* [YANG HARUS DIKERJAKAN]: Bisakah Anda memperpanjang ulasan buku tentang berpikir positif di bawah ini, dimulai tepat setelah kalimat terakhirnya?

* [PETIKAN BACAAN]:
------------------------
SAMBIL melihat koleksi buku yang tak seberapa banyak, saya berpikir, Ramadan ini buku apa yang tepat untuk diulas? Saya sempat ingin mengulas sejumlah buku tarikh, yang jelas-jelas perlu diurungkan. Buku semacam itu mungkin asupan yang kaya bagi otak, tapi tidak bagi jiwa. Akhirnya buku Tuntunan Rasul Berpikir Positif karangan Dr. Majdah Amir sepertinya lebih cocok untuk suasana Ramadan sekaligus wabah yang murung dan serba tak pasti ini.
Buku ini berjudul asli Farewell Stress, Welcome Tranquility: Positive Thinking & Keys to Happines. Saya membeli buku ini di toko bukunya penyair Banjarmasin, Nurin (puisi-puisinya mana lagi ya? He) sekitar 2017 atau 2018 silam. Saat itu saya pikir ini buku yang tepat untuk kondisi saya, dan saya menemukan pencerahan di sana. Di masa wabah yang rentan memicu stres dan keputusasaan tertentu, buku ini menjadi semakin baik lagi untuk dibaca.
------------------------
* [BAHAN]:
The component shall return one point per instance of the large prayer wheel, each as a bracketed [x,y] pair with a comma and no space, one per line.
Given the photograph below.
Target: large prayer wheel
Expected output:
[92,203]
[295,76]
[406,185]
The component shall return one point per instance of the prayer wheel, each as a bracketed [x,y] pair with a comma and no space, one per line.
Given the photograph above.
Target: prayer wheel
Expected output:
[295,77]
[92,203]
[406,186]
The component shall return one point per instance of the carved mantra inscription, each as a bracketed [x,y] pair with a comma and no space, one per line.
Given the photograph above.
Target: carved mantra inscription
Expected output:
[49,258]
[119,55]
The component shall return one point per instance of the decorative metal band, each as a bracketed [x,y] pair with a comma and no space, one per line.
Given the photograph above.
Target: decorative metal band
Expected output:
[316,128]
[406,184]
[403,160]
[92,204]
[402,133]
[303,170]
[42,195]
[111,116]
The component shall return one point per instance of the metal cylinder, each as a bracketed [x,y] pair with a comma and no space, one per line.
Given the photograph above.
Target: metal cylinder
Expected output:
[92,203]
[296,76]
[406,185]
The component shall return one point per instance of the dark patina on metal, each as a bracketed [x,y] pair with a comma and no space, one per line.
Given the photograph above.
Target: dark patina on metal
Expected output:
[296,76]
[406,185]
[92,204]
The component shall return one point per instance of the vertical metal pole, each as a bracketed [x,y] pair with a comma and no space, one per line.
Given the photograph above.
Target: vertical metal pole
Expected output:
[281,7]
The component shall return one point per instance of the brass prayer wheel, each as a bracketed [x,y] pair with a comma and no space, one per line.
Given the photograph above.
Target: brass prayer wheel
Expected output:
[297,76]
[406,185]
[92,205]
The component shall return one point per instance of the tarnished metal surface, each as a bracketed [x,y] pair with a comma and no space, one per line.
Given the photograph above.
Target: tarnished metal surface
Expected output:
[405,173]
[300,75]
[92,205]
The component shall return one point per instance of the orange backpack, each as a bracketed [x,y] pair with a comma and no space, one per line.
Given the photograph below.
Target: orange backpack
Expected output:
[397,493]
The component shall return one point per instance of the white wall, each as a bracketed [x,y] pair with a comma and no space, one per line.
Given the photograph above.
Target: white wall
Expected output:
------------------------
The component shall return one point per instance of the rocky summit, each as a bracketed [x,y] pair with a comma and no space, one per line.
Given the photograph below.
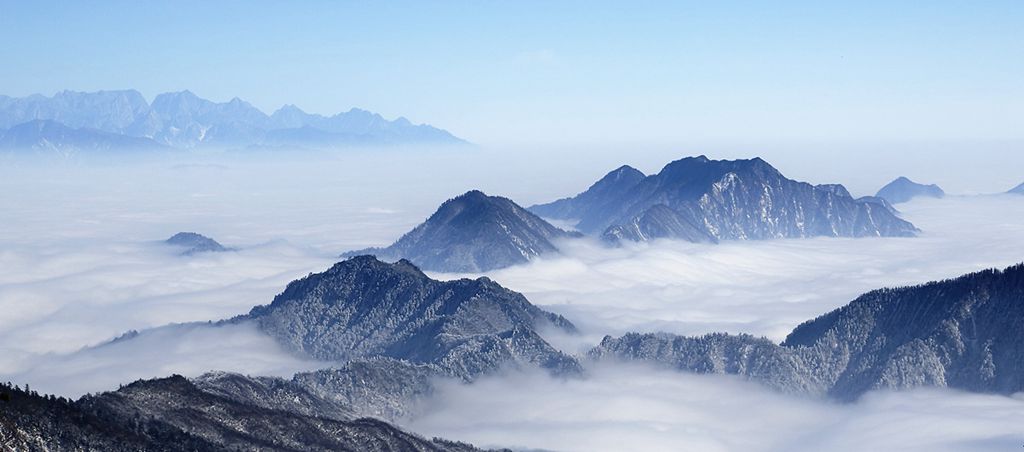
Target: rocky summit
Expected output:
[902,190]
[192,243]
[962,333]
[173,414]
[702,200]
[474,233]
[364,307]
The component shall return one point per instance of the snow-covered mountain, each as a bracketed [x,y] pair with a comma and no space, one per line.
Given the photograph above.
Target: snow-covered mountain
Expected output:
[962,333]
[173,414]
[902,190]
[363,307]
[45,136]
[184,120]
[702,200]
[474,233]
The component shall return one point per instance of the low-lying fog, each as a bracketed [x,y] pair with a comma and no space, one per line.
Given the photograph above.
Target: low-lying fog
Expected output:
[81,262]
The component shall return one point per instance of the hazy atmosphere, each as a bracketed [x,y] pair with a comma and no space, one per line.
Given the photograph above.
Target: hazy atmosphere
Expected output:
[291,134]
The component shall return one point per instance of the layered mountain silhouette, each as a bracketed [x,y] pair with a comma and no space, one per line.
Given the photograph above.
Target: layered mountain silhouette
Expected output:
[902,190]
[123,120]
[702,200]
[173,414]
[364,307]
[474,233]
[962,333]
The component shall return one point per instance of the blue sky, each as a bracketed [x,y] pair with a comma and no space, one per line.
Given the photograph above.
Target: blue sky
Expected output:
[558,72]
------------------------
* [JAWABAN LATIHAN]:
Buku ini ditulis oleh Dr. Majdah Amir. Perempuan kelahiran Mesir ini memeroleh gelar sarjananya di bidang Cyto-Histiologi di Cochin Port Royal University, Perancis. Beliau memiliki dua gelar master dan Ph.D. di bidang analisa Biokimia dari Universitas ‘Ain Syams, Kairo. Beliau ditunjuk sebagai analis laboratorium kehormatan di Rumah Sakit Universitas ‘Ain Syams dan dosen di bidang Imonologi. Di samping itu, Beliau juga mendapat gelar B.A. dalam bidang hukum Islam dari Universitas Al Azhar. Dengan spesifikasi akademik sedemikian, tulisan Dr. Majdah Amir di buku ini justru jauh dari nuansa tulisan akademis.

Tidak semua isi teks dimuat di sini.